> [WHAT TO DO]: Only the lines from the one containing "Indicate every instance" through the end of the listing below belong in your answer; retype them exactly.

> [RECORDS SHOWN]:
|---|

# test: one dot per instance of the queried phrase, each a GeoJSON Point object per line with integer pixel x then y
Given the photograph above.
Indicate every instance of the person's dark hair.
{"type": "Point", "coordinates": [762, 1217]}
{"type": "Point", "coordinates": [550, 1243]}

|---|

> [TASK RESPONSE]:
Indicate every instance of the person's dark hair.
{"type": "Point", "coordinates": [762, 1217]}
{"type": "Point", "coordinates": [550, 1243]}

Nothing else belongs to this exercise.